*EXERCISES*.
a) Reproduce word for word the passage of the Solaris threading text below that opens with the words containing "The many-to-many model is" and closes with "also explore later.".
b) According to the Solaris threading text below, which threading model is the default in releases before Solaris 9?

━━━━━ EXTRACTED TEXT ━━━━━

Threading

Introduction

This document will give you an overview between the relationship of the threading models used by the Solaris^TM operating environment and the Java^TM thread model. Choices you make about Solaris threading models can have a large impact on the performance of your Java runtime enivonment on Solaris operating environment.

The Java programming language is naturally multi-threaded and because of this the underlying OS implementation can make a substantial difference in the performance of your application. Fortunately (or unfortunately), you can choose from multiple threading models and different methods of synchronization within the model, but this varies from VM to VM. Adding to the confusion, the threads library will be transitioning from Solaris 8 to 9, eliminating many of these choices.

Version 1.1 is based on green threads and won't be covered here. Green threads are simulated threads within the VM and were used prior to going to a native OS threading model in 1.2 and beyond. Green threads may have had an advantage on Linux at one point (since you don't have to spawn a process for each native thread), but VM technology has advanced significantly since version 1.1 and any benefit green threads had in the past is erased by the performance increases over the years.

Solaris Threading Models

Two different threading models are available in Solaris, a many-to-many model and a one-to-one model. Many-to-many and one-to-one refer to (essentially) LWPs (lightweight processes) and Solaris Threads. Each LWP has a kernel thread, but once on an LWP the kernel will schedule you on a cpu. If you are in a thread, the thread library must schedule you on an LWP before you make it to a cpu. Why would this be an advantage? Because there is a lot more state and kernel resources used if there are many LWPs, so fewer LWPs keeps the kernel light and nimble and improves performance. Why would this be a disadvantage? It's possible that you can get thread starvation if the thread doesn't get scheduled on an LWP in an adequate amount of time.

Looking at the following figure:

Java threads are really Solaris Threads since we've been using the native OS threading model in the 1.2 VM. The left side shows the many-to-many model, where Solaris threads are scheduled by the Solaris libthread.so library to run on LWPs. The LWPs are one-to-one with kernel threads. The right hand side shows a one-to-one model, which marries Solaris threads with LWPs. This creates more LWPs (since one must exist for each thread), and we'll explore the effects later.

The many-to-many model is the default in pre-Solaris 9. Solaris 8 offers an "alternate" threading library for a true one-to-one model, but before Solaris 7 you can only use the many-to-many model (or fake it with bound threads). Just to throw in a little more confusion, when creating Solaris threads, one can specify that the thread be bound to an LWP for its entire life. This effectively creates a one-to-one model, but has some overhead which we'll also explore later.

━━━━━ DATASET EXTRACT ━━━━━

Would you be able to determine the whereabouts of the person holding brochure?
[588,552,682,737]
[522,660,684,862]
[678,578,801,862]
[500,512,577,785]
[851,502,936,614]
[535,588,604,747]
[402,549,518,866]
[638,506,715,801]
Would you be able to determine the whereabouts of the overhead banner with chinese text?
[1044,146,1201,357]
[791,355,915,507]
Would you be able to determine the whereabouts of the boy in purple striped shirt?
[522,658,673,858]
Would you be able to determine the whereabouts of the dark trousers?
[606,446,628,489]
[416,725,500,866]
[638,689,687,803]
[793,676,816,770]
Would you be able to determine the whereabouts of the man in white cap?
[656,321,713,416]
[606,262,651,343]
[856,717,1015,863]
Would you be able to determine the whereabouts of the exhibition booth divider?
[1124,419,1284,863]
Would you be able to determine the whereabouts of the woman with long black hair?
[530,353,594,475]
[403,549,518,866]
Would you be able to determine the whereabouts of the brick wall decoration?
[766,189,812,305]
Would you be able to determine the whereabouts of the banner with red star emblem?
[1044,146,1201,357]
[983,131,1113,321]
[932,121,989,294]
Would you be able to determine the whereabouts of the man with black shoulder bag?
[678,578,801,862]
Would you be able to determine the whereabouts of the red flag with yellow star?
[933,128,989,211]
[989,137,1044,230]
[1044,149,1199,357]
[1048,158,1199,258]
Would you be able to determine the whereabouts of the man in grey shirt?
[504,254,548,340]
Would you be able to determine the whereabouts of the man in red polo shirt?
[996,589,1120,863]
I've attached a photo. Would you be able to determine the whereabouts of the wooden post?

━━━━━

*TASK-BY-TASK OUTPUTS*.
a)
The many-to-many model is the default in pre-Solaris 9. Solaris 8 offers an "alternate" threading library for a true one-to-one model, but before Solaris 7 you can only use the many-to-many model (or fake it with bound threads). Just to throw in a little more confusion, when creating Solaris threads, one can specify that the thread be bound to an LWP for its entire life. This effectively creates a one-to-one model, but has some overhead which we'll also explore later.

b) The many-to-many model.